[PROVIDED DATA Boundary: Start]

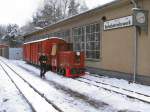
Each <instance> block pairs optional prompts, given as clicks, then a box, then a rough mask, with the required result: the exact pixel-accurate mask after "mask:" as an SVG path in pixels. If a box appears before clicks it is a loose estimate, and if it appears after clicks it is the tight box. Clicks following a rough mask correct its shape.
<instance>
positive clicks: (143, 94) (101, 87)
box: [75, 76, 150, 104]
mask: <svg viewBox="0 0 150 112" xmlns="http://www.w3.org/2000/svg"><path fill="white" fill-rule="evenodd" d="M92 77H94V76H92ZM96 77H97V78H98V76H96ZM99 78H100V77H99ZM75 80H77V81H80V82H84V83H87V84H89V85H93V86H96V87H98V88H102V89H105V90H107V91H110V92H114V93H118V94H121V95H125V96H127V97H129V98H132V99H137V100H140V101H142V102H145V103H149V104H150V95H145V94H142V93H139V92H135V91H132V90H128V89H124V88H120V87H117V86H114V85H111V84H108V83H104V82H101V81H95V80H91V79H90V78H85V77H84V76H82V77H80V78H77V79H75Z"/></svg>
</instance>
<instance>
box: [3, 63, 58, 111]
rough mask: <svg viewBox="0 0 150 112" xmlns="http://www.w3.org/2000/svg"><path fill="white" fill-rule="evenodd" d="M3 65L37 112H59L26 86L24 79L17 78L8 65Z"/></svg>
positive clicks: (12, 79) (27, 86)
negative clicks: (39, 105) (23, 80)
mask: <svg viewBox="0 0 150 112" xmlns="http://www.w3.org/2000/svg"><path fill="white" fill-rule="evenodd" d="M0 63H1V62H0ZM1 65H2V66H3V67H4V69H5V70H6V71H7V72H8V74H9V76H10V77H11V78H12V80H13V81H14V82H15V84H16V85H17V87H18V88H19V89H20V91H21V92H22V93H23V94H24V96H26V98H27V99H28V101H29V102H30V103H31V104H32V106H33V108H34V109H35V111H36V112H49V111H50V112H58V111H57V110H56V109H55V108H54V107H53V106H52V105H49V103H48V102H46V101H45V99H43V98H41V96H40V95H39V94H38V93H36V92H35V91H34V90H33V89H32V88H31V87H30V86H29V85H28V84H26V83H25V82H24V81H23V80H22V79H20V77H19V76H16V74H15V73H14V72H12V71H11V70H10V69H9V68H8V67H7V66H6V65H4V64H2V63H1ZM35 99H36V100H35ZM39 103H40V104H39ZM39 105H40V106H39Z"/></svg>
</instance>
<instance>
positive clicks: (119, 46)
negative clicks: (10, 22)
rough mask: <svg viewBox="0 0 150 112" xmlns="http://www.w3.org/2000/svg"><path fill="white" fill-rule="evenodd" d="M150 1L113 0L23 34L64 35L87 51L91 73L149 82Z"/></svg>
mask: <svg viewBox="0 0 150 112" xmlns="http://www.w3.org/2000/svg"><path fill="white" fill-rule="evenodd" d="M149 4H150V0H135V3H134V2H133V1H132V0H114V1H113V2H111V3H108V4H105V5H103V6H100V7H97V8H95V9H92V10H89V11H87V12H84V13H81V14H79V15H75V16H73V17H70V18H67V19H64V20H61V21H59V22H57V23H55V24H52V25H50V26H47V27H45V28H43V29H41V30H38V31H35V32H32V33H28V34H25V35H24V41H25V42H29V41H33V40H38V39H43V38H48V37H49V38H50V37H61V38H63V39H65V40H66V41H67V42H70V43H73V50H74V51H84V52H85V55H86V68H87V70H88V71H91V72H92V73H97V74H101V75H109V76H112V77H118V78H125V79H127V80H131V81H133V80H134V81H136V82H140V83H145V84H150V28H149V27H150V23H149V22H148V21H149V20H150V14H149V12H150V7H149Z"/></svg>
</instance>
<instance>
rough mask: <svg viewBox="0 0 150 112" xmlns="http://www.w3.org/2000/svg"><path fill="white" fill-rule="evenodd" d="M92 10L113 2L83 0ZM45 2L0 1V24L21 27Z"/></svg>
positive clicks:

[PROVIDED DATA Boundary: End]

### [INSTRUCTIONS FOR THE TASK]
Copy out the part of the material above that runs from its first line through the line containing "box: [75, 76, 150, 104]", including both ends. Leave the picture out of your answer.

### [ANSWER BELOW]
Each <instance> block pairs optional prompts, given as clicks, then a box, then a rough mask, with the required result: the exact pixel-accurate mask after "mask:" as an SVG path in pixels. If a box appears before clicks it is a loose estimate, and if it appears after clicks it is the tight box. Clicks following a rough mask correct its shape.
<instance>
positive clicks: (143, 94) (101, 87)
box: [75, 76, 150, 104]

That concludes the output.